Given text start

# What happened?



## asago (Nov 11, 2008)

Sucks that all saltfishers recipes are gone... my wife used to visit to find new recipes for us. I don't know the backstory so I'll try not to stir the pot too much but personally I am gonna miss the recipes....


----------



## Wharf Rat (Sep 27, 2007)

Some people gave him crap b/c he would post like 10 of them at the same time and they'd all show up on the home page at once...it wasn't easy enough for them to just notice they were recipes and decide to skip them if they so desired. I think he took it as nobody wanted his recipes and he removed most of them...and of course, now he doesn't take part much on here...another good member run off.


----------



## Ultralite (Oct 1, 2007)

i gave him hell about it and he took off so, it's my fault i guess or his/her decision so, bring it on...i can take it...


----------



## Collard (Oct 23, 2007)

Given text end

Parts of the exercise:
1. In the forum thread about saltfisher's missing recipes, why did some people complain about the recipe posts?
2. Pick up the forum thread about saltfisher's missing recipes from the point where it stops.
The records come from a separate source.

Data records start

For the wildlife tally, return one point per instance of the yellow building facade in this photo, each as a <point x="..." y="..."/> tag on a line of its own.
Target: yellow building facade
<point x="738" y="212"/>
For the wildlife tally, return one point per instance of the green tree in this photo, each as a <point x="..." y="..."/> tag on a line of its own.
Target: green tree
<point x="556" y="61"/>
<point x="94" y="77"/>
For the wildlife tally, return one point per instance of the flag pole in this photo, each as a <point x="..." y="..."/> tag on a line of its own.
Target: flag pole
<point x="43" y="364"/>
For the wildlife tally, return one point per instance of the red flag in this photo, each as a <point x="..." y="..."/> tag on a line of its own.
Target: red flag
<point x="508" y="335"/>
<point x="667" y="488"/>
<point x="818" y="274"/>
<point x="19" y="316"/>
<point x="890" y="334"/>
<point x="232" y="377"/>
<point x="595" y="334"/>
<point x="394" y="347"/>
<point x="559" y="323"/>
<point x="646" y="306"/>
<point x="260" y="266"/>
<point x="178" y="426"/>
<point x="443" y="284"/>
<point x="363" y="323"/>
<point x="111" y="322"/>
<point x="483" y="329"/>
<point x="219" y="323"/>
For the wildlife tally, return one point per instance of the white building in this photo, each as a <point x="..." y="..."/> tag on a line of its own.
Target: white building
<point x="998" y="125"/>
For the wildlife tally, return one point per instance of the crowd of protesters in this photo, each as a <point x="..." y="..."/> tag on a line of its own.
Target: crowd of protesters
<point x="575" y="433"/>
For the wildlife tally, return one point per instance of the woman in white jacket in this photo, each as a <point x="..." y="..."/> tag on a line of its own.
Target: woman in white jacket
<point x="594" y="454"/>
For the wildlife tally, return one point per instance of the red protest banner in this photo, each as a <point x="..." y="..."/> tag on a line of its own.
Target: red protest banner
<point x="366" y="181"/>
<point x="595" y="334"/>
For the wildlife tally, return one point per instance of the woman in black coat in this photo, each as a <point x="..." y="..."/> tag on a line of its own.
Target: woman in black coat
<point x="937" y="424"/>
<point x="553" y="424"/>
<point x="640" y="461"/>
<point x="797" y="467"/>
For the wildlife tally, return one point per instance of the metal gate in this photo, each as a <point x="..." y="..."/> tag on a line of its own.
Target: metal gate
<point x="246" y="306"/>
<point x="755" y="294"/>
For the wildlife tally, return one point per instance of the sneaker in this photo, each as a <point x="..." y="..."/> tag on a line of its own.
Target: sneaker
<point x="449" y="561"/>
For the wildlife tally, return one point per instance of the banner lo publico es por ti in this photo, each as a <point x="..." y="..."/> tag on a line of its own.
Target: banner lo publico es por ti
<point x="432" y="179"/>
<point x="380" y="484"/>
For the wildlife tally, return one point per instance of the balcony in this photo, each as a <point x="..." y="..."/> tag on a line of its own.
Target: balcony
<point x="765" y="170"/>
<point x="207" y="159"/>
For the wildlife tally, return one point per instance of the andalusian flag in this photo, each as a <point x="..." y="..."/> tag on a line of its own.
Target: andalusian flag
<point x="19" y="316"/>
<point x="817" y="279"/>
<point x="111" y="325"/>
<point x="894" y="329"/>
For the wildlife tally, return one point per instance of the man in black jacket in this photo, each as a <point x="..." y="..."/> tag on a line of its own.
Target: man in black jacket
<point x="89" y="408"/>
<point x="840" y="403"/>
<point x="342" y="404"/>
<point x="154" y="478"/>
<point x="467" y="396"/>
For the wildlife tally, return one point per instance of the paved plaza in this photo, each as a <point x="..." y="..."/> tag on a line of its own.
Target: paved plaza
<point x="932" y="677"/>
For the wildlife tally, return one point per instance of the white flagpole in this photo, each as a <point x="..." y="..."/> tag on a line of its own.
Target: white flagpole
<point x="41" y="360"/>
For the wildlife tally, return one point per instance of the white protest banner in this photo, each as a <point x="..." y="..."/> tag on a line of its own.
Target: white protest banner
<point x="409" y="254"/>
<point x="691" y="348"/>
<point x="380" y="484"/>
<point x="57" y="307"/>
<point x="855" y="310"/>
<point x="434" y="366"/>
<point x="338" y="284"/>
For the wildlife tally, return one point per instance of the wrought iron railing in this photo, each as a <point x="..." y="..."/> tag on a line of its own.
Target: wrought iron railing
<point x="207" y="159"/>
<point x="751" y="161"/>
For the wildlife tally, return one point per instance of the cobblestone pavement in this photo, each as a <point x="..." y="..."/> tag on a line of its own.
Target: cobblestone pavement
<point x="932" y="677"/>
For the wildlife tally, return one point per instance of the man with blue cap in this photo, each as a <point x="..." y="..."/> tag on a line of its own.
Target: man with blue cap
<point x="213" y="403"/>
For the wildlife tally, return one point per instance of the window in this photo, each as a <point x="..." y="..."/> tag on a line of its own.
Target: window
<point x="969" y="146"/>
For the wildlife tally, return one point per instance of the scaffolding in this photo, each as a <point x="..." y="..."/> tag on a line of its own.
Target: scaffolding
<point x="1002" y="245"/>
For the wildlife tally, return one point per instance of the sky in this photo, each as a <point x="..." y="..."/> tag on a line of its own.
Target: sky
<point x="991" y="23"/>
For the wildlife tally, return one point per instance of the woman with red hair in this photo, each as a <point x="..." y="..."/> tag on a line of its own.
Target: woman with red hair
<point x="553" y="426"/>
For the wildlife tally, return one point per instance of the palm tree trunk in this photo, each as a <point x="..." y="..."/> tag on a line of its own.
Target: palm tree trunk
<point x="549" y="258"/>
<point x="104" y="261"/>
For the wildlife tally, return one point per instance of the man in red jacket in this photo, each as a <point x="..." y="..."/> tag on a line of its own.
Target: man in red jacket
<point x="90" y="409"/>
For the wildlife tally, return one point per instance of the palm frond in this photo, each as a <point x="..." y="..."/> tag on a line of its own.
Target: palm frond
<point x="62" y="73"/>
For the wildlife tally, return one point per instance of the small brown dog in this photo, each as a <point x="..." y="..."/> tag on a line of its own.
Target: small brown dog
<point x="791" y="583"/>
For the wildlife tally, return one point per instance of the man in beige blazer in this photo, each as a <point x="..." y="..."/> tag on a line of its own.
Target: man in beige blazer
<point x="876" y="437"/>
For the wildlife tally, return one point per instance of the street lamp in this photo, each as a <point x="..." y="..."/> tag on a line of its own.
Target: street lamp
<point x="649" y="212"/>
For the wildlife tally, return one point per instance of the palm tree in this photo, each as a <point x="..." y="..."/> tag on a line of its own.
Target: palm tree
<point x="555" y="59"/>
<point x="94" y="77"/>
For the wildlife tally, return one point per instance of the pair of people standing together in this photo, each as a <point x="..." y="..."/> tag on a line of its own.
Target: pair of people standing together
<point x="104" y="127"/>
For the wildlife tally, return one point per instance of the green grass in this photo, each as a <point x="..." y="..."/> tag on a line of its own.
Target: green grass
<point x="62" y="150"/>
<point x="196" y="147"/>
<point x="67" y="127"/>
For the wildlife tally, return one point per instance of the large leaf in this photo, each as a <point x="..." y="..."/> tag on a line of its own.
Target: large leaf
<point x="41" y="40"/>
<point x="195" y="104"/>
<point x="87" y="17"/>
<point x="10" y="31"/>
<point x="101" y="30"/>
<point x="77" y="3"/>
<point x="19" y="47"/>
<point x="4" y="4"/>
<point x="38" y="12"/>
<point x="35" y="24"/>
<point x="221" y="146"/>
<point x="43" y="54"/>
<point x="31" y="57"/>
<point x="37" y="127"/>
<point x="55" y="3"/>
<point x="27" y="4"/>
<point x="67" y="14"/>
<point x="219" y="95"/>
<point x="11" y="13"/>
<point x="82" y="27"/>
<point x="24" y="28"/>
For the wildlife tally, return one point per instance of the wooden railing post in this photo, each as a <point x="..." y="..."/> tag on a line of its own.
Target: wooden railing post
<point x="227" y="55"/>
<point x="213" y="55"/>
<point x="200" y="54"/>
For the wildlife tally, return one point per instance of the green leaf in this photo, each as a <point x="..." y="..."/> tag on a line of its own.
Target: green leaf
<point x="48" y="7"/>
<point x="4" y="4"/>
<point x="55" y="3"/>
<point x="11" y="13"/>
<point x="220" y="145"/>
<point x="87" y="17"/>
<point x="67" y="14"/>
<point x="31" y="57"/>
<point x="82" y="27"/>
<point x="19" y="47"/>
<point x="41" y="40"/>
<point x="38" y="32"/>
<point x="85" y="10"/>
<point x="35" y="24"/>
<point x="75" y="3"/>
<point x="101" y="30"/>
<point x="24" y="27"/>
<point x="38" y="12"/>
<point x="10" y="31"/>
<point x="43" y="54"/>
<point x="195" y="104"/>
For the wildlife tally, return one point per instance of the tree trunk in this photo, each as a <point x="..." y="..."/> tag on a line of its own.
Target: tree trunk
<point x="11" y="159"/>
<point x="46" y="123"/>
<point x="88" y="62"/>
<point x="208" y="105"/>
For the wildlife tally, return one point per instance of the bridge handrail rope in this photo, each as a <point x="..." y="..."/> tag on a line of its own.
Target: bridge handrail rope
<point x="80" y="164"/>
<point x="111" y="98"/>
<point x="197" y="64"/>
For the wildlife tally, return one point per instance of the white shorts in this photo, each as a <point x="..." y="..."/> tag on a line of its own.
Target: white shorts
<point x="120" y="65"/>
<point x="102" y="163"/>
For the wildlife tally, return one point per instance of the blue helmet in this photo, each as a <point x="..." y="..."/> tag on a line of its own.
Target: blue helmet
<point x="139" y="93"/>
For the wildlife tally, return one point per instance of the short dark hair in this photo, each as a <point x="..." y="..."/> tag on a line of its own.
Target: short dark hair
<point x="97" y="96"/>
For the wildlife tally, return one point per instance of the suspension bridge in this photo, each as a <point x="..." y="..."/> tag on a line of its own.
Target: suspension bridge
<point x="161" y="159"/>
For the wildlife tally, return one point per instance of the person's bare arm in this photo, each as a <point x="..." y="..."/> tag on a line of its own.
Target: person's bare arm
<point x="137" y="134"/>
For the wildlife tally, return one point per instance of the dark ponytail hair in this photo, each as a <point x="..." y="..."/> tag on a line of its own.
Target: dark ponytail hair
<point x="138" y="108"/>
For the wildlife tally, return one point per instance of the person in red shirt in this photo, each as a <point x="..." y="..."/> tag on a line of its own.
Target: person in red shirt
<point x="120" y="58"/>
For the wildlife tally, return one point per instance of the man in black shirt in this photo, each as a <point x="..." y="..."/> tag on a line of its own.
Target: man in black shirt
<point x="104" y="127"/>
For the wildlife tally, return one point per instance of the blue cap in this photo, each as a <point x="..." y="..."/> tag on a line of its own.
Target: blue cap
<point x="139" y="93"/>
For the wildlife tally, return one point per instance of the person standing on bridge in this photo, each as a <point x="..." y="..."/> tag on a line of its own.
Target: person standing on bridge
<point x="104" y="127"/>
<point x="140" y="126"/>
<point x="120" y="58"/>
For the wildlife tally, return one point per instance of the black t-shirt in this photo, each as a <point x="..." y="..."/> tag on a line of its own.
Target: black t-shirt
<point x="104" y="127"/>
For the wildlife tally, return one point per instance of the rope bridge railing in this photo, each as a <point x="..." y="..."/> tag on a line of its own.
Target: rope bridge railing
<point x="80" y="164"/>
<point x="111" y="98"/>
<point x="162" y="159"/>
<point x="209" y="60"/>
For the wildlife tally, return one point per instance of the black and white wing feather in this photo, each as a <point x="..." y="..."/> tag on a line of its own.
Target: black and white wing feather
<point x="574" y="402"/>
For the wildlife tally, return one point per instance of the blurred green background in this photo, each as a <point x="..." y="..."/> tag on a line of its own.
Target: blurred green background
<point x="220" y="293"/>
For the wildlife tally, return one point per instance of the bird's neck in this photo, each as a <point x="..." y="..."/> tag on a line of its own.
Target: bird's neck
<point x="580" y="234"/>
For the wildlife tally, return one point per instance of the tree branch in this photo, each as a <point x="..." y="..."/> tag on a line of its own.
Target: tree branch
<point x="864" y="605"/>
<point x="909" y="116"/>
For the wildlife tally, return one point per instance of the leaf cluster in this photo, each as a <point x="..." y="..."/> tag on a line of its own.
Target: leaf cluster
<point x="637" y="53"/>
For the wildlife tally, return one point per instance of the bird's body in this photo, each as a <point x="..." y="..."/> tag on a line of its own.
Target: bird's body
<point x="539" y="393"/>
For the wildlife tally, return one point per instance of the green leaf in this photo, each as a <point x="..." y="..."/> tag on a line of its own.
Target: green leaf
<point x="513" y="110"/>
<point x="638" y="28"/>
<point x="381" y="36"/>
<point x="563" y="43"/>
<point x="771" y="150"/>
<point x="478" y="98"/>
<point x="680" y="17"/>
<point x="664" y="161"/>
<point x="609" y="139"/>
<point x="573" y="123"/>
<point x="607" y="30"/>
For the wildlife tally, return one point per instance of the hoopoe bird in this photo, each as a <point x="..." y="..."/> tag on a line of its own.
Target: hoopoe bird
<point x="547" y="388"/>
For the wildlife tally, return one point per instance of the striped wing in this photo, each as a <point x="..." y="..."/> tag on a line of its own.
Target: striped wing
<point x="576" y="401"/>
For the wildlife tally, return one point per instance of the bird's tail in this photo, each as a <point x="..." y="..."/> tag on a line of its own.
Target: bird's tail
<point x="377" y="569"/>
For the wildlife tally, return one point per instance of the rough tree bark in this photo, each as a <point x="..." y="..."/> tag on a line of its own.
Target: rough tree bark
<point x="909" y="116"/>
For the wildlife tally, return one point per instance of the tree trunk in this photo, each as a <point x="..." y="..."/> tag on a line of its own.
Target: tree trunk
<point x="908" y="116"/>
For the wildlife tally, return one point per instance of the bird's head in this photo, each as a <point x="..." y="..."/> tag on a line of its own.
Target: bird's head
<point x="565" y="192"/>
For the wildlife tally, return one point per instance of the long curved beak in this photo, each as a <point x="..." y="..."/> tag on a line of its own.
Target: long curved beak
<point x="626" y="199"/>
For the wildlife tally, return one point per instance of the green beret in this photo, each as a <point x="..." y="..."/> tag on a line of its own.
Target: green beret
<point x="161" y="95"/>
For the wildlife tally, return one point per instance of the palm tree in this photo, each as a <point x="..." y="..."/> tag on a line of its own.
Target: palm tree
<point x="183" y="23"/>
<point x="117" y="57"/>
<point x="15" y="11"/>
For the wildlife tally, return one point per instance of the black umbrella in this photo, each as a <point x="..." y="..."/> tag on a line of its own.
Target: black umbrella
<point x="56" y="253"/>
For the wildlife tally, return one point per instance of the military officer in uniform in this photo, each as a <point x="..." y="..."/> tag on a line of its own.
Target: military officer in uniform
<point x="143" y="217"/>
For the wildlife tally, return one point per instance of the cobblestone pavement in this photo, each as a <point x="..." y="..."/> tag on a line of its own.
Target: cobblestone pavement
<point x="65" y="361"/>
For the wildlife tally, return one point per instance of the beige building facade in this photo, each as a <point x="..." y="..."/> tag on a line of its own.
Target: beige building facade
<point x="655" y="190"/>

Data records end

Task results:
1. About ten recipes would be posted at the same time, and they would all show up on the home page at once.

2.
That sucks..........they were recipes in the recipe section were they not? I admit it was kind of annoying that they took up the whole first page in the section but, they _*were* _recipes. Oh well...........maybe he'll put them back up. The Shark scallop sounded good. Alas I may never know now.


----------



## FISHBOXFULL (May 9, 2008)

some people get tired of airholes


----------



## Ultralite (Oct 1, 2007)

i talked to him today on the phone and he's trying to relocate to gulf shores and doing all the fishing he can...greg doesn't blame me but is a mod and admin on other forums and spends a lot of time doing that as well as moving...i invited him to come and fish the dock and back to the pff as well...


----------



## Sailor50 (Nov 8, 2007)

Well, I actually enjoyed his recipes and miss them. I am a terrible cook, wish I was half as good as some of you folks. This used to be a friendly place, now you have to think twice about posting anything.


----------



## fishn4real (Sep 28, 2007)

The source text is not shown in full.